The Cooper Ornithological Society (COS) is pleased to recognize Conor Taff and Mary Caswell Stoddard as the 2014 recipients of the Young Professional Award. First awarded in 2009, the Young Professional Award recognizes early-career researchers for their outstanding scientific research and contributions to the ornithological profession. Two awardees are selected from applicants to deliver presentations at the Young Professional Plenary session held at each annual meeting and are given 30 minutes each to present their research to the entire conference body. The two awardees each receive a cash prize and a travel award and are honored at a reception attended by the COS officers, board of directors, and members of the Young Professional Award committee. Candidates for the Young Professional Award must be COS members and must be in the final phase of their graduate studies (last nine months) or have graduated within three years of the previous meeting. More information is available under the awards and grants section on the COS website:  http://www.cooper.org.

Problems to solve:
• a. According to the award announcement, how long does each awardee have to present at the Young Professional Plenary session?
• b. Render this sentence from the award announcement in Spanish: "First awarded in 2009, the Young Professional Award recognizes early-career researchers for their outstanding scientific research and contributions to the ornithological profession."

Given information:
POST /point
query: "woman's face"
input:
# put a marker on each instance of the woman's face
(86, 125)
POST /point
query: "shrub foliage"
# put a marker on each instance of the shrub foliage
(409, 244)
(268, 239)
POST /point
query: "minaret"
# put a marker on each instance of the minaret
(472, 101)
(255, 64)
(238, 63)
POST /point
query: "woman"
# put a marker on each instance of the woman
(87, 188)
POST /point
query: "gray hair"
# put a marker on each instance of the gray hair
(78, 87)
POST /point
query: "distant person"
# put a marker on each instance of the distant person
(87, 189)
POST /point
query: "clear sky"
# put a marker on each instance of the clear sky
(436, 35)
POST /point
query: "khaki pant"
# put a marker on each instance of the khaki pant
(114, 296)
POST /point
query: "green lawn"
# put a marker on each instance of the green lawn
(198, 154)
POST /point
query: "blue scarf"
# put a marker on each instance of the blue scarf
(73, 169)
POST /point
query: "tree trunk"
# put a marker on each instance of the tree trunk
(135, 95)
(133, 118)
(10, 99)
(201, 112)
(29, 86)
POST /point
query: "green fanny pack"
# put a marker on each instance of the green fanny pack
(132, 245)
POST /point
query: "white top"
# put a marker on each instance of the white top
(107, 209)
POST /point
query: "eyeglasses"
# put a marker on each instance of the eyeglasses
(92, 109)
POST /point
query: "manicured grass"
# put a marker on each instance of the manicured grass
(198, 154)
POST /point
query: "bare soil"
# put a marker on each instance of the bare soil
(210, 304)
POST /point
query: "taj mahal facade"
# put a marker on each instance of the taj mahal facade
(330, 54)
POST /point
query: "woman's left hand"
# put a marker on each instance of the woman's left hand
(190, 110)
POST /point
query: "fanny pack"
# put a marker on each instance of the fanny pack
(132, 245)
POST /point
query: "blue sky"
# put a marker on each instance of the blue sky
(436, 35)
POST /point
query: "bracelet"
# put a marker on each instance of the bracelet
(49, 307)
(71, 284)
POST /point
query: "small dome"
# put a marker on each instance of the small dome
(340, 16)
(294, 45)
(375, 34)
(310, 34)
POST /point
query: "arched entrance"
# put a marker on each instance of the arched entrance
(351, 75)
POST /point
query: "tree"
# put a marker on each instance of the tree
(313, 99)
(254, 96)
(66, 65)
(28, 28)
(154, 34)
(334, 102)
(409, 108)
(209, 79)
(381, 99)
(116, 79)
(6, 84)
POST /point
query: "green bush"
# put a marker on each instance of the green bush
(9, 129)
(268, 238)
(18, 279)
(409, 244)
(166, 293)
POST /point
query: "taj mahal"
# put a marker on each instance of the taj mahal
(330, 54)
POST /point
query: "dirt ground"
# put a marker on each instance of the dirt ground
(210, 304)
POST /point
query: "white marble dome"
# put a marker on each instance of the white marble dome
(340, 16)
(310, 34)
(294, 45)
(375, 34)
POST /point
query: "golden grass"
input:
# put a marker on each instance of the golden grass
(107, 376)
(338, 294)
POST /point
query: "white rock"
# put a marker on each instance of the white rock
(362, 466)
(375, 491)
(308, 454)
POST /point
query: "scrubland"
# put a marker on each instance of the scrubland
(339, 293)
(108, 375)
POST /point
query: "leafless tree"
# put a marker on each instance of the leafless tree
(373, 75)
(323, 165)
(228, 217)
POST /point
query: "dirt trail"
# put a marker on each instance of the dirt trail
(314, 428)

Solutions to each task:
• a. 30 minutes.

• b. Otorgado por primera vez en 2009, el Young Professional Award reconoce a investigadores que inician su carrera por su destacada investigación científica y sus contribuciones a la profesión ornitológica.